§ Task brief
From the material below, tally every line containing "stripe"; reply with the total only.

-.-.-

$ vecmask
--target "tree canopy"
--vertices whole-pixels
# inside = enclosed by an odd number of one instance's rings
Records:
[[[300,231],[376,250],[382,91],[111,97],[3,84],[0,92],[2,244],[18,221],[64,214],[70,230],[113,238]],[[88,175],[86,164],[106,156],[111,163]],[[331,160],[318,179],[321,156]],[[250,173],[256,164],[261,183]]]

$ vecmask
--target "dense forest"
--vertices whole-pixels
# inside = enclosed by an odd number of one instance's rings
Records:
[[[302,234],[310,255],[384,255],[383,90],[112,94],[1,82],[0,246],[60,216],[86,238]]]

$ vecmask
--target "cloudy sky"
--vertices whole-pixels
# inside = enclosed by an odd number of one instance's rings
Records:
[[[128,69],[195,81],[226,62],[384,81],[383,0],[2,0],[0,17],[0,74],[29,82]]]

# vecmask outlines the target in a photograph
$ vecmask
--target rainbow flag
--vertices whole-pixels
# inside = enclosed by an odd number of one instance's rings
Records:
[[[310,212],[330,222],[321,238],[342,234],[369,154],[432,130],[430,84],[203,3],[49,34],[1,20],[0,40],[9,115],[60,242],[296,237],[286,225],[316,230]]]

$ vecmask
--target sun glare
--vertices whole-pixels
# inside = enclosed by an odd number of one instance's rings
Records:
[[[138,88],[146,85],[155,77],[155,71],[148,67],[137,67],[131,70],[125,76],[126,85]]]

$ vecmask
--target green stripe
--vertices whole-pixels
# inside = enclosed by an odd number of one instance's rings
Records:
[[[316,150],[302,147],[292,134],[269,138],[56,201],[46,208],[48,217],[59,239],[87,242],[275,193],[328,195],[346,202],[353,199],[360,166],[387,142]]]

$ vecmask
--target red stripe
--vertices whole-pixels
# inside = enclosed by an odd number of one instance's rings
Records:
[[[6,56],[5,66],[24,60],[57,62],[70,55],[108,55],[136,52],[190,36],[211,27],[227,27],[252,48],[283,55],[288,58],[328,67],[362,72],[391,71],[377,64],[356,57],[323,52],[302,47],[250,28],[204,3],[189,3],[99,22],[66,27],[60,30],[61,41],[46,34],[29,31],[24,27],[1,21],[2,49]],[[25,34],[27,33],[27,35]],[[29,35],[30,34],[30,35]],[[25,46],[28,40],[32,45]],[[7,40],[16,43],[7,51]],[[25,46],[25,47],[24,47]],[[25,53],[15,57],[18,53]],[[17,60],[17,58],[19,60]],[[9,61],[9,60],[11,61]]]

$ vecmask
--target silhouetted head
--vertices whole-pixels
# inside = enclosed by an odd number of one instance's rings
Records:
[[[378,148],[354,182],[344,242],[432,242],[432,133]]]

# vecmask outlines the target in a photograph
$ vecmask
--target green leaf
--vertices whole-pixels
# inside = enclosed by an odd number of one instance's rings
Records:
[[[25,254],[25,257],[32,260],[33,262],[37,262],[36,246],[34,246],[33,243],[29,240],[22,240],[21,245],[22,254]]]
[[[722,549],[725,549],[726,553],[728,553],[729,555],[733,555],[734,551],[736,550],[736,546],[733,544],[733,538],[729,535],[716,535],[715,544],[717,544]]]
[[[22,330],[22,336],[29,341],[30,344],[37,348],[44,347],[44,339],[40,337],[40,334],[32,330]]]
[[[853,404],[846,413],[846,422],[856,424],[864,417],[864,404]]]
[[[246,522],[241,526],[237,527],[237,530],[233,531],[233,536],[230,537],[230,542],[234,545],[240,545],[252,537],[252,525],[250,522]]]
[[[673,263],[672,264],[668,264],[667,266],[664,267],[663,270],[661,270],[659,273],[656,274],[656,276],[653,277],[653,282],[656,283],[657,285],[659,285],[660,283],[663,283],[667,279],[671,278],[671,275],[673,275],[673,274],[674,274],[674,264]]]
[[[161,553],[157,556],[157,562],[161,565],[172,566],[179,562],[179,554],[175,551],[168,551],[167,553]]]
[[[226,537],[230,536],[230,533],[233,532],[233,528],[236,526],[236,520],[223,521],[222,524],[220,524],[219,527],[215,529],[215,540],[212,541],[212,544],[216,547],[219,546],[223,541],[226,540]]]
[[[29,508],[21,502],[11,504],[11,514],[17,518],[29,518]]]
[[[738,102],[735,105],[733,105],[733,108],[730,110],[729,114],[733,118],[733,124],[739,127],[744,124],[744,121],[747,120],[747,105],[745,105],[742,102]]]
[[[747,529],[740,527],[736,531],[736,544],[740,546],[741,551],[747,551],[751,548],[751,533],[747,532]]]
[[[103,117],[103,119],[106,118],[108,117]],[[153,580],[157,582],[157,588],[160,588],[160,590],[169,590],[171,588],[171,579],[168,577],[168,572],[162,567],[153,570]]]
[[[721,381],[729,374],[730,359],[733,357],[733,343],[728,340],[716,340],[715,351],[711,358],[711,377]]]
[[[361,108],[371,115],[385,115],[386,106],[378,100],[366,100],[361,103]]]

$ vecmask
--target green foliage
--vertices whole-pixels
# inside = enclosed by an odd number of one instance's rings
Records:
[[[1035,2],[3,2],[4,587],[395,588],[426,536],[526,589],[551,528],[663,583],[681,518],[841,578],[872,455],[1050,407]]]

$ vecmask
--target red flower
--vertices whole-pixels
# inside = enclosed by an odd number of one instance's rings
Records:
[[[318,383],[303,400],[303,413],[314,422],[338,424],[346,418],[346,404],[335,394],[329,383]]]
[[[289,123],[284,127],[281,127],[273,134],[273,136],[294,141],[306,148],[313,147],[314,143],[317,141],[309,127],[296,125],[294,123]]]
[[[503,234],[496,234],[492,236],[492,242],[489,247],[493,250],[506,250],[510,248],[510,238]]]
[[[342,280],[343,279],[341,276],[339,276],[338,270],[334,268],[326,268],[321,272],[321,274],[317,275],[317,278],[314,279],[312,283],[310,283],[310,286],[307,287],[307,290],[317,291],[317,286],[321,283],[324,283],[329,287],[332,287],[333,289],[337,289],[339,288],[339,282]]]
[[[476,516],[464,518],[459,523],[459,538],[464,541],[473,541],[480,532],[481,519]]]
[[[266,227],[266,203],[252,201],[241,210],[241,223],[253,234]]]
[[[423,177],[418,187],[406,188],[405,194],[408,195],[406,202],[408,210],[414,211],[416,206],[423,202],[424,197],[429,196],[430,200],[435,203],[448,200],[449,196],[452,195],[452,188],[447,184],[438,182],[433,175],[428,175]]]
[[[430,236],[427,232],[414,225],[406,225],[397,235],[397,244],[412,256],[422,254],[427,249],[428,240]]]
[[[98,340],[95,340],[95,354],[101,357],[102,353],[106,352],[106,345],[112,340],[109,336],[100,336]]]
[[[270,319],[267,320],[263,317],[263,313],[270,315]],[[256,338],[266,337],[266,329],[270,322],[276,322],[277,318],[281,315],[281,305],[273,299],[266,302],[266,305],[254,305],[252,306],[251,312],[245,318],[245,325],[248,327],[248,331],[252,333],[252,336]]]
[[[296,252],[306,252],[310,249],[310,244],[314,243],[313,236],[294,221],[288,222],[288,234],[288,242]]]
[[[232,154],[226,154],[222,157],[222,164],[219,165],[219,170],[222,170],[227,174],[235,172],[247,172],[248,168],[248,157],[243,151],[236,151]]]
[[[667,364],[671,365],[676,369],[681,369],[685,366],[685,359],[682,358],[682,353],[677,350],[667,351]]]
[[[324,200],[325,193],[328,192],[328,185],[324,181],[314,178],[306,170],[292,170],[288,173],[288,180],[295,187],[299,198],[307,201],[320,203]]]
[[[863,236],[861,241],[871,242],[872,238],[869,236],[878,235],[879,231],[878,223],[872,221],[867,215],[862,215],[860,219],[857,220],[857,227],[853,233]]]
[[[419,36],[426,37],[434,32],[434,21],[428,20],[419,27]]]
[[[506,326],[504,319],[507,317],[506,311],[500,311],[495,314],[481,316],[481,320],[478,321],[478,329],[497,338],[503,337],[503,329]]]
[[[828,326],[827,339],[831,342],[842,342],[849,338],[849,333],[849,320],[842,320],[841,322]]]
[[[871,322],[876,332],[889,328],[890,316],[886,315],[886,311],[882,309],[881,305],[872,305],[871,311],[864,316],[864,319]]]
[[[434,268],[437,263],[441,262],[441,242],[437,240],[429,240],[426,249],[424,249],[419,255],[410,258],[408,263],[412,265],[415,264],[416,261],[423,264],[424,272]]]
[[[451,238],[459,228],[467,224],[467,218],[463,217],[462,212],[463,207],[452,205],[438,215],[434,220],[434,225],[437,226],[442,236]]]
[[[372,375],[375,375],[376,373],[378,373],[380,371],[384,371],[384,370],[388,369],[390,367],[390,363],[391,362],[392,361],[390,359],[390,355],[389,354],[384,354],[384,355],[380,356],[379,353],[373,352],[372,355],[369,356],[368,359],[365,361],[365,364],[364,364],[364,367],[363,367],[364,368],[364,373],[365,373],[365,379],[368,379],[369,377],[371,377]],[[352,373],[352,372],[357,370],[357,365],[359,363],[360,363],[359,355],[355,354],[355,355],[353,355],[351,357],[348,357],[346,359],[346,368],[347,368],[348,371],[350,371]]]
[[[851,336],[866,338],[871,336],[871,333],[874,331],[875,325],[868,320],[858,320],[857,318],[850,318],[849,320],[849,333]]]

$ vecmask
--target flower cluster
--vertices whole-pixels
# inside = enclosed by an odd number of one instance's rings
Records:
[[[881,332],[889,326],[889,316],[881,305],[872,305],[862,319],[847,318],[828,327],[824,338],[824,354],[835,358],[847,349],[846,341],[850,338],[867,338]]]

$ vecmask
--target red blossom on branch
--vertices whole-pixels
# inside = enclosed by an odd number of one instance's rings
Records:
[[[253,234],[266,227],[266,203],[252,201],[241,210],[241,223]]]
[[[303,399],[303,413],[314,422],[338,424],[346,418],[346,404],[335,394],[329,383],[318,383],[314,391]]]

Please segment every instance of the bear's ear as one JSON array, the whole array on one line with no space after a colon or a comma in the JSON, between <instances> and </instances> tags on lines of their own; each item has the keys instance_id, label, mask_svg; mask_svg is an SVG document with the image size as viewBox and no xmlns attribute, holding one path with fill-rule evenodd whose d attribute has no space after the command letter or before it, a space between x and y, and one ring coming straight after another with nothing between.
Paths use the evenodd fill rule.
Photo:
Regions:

-.-.-

§ Answer box
2